• [Document text]:
Prologue
Bang, bang, bang, bang, bang!
“Tempe Police Department! We have a warrant!”
As I leap up from my computer table, my insides clench. I rush to the door. The peephole’s blacked out. Feeling the threat from the other side flare up, I jolt back. Through a window, I see police positioned behind cars and marksmen aiming rifles. Afraid of getting shot, I duck. Get the hell out! Blood surges to my head. Hide in the ceiling? Jump off the balcony? Nowhere to go! I’m trapped!
I’m halfway through the living room when – boom! – the door leaps off its hinges. Pointing huge guns, the SWAT team barricades me in with a wall of Plexiglas shields, screaming, “Get on the ground now!” Fear of getting shot paralyses me. My chest seizes up. The price has finally come for committing so many crimes.
It was years before I realised that the SWAT team had saved my life that day. Before my arrest, my drug-crazed behaviour had become so extreme, I once smashed my head through a plasterboard wall, just missing a lengthy nail by a few inches. I woke up caked in vomit with no recollection of what I’d done. The carpet cleaner couldn’t remove the stains because the chemicals in what I’d ingested were so toxic. My biggest competitor in the Ecstasy market, the Mafia mass murderer “Sammy the Bull” Gravano had a hit out on me, and I was under the protection of the New Mexican Mafia, the most dangerous criminal organization in Arizona.

• [Information shown]:
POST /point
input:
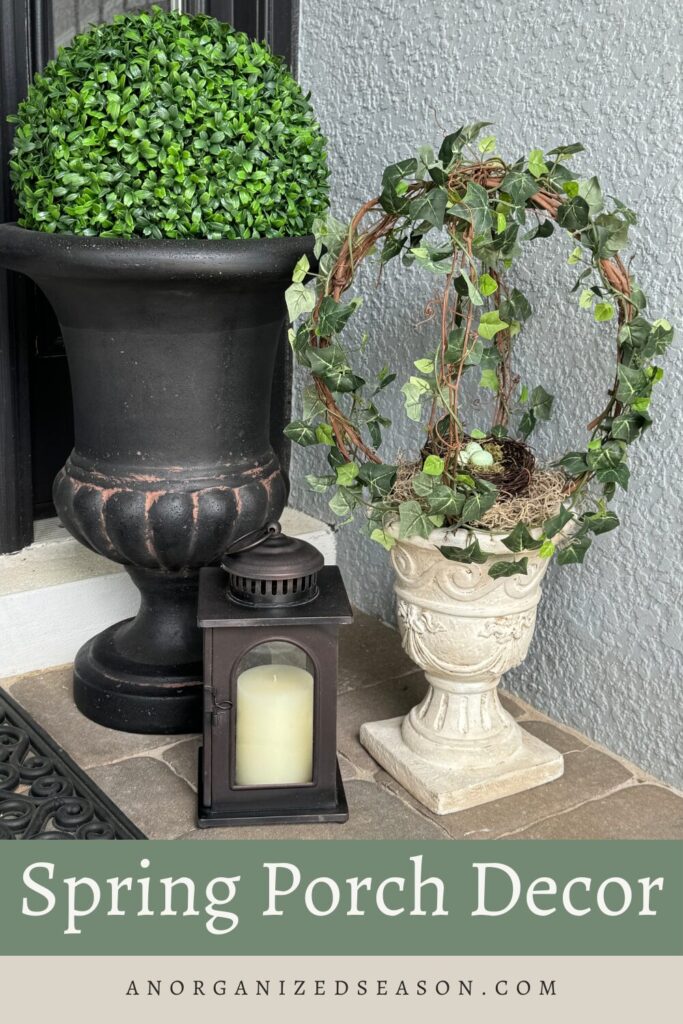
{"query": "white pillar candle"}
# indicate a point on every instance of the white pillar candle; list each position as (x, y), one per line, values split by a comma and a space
(274, 726)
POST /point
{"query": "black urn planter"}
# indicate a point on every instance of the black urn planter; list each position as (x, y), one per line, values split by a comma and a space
(171, 349)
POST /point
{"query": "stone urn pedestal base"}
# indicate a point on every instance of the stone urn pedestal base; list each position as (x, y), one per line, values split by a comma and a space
(460, 748)
(444, 790)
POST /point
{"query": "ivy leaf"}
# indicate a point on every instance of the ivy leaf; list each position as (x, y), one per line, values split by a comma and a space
(633, 384)
(573, 215)
(590, 190)
(333, 315)
(414, 391)
(519, 185)
(491, 324)
(488, 381)
(537, 164)
(541, 402)
(479, 213)
(346, 474)
(300, 433)
(600, 522)
(603, 311)
(413, 521)
(562, 152)
(471, 553)
(301, 269)
(520, 540)
(500, 570)
(476, 505)
(430, 207)
(423, 484)
(300, 300)
(574, 552)
(433, 465)
(486, 284)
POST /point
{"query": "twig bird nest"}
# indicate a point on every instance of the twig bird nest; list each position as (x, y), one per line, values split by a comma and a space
(513, 467)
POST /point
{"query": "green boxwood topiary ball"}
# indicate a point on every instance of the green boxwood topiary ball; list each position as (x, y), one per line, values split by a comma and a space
(166, 125)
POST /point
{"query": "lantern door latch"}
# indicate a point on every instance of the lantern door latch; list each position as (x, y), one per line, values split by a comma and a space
(217, 707)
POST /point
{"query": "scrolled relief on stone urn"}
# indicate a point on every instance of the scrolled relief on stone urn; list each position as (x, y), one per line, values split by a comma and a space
(460, 747)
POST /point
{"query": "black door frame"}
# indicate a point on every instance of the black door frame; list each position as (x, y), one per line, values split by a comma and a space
(26, 34)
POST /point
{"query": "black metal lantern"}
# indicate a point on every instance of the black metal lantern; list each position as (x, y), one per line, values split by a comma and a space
(270, 617)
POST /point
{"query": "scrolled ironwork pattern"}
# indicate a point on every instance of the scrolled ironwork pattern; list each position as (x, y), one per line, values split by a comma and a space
(43, 794)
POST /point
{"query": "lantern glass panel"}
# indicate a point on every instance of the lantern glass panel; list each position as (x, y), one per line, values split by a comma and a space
(274, 684)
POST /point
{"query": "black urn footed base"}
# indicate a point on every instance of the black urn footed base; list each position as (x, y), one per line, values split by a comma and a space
(172, 347)
(144, 674)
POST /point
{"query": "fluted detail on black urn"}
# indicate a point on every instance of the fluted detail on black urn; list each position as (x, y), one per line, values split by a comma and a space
(171, 348)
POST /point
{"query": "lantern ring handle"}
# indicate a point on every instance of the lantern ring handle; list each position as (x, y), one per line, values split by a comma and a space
(256, 537)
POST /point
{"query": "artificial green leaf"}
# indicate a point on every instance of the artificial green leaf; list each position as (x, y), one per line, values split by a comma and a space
(603, 311)
(413, 521)
(333, 315)
(430, 207)
(346, 474)
(300, 300)
(475, 202)
(301, 269)
(325, 434)
(423, 484)
(591, 192)
(472, 292)
(486, 284)
(633, 384)
(424, 366)
(500, 570)
(573, 214)
(537, 164)
(433, 465)
(414, 391)
(519, 185)
(470, 553)
(600, 522)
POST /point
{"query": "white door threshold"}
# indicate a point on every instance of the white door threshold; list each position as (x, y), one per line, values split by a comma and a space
(55, 594)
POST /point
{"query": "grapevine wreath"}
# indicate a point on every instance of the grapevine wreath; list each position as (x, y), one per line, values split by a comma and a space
(463, 215)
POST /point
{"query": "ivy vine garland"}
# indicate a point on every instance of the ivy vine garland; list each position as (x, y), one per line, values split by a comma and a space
(462, 215)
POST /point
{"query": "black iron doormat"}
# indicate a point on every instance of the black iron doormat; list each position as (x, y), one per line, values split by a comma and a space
(43, 794)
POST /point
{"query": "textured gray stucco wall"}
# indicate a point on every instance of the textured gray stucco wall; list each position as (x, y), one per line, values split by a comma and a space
(389, 75)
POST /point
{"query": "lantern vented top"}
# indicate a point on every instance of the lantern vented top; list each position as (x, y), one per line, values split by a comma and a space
(267, 568)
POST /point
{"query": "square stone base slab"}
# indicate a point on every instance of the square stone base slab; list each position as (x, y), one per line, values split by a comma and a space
(446, 790)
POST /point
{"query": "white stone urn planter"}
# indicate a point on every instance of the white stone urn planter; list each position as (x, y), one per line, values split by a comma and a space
(460, 747)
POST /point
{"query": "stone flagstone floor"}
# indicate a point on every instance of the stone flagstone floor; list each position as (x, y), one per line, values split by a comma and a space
(153, 778)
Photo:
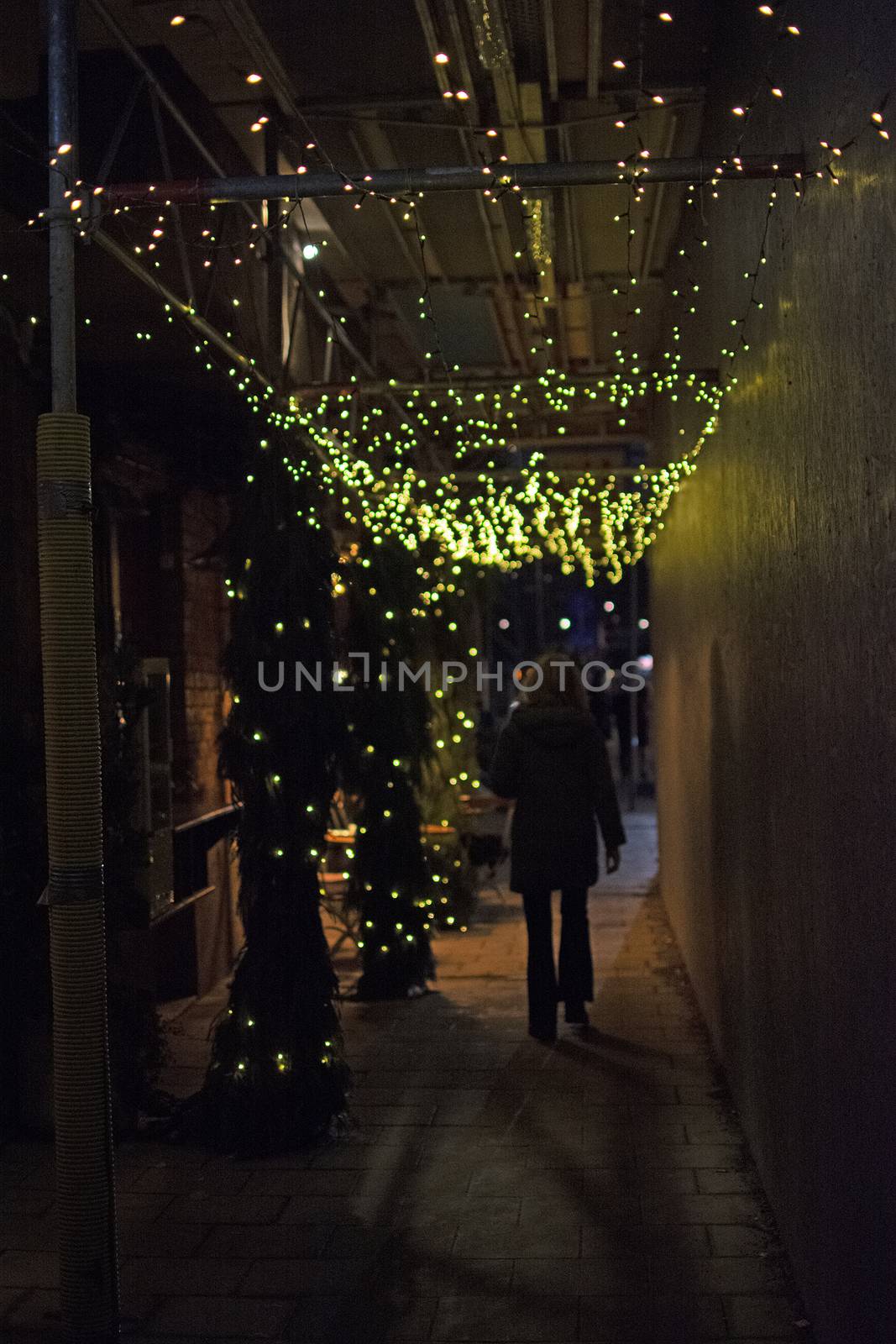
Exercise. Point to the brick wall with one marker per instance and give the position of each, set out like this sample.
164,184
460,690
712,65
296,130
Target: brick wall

• [Prompt 1]: Please rewrite the paragraph of the prologue beginning "It was years before" as a bulleted list, keeping its main facts.
• [Prompt 2]: Return the passage of the prologue starting at "It was years" and ending at "organization in Arizona.", copied word for word.
• [Prompt 3]:
Answer these questions from the prologue:
(a) Which police department announces itself at the door?
(b) What does the SWAT team use to barricade the speaker in?
(c) In which drug market was Gravano the speaker's biggest competitor?
The entries are separate material and have no connection to the prologue.

• [Exercise output 1]:
- Years later, I realized the SWAT team had saved my life that day.
- Before the arrest, my drug-crazed behavior was so extreme that I once smashed my head through a plasterboard wall, missing a long nail by a few inches.
- I woke up covered in vomit with no memory of what I'd done, and the carpet cleaner couldn't remove the stains because the chemicals I'd ingested were so toxic.
- The Mafia mass murderer "Sammy the Bull" Gravano, my biggest competitor in the Ecstasy market, had a hit out on me.
- I was under the protection of the New Mexican Mafia, the most dangerous criminal organization in Arizona.

• [Exercise output 2]:
It was years before I realised that the SWAT team had saved my life that day. Before my arrest, my drug-crazed behaviour had become so extreme, I once smashed my head through a plasterboard wall, just missing a lengthy nail by a few inches. I woke up caked in vomit with no recollection of what I’d done. The carpet cleaner couldn’t remove the stains because the chemicals in what I’d ingested were so toxic. My biggest competitor in the Ecstasy market, the Mafia mass murderer “Sammy the Bull” Gravano had a hit out on me, and I was under the protection of the New Mexican Mafia, the most dangerous criminal organization in Arizona.

• [Exercise output 3]:
(a) The Tempe Police Department.
(b) A wall of Plexiglas shields.
(c) The Ecstasy market.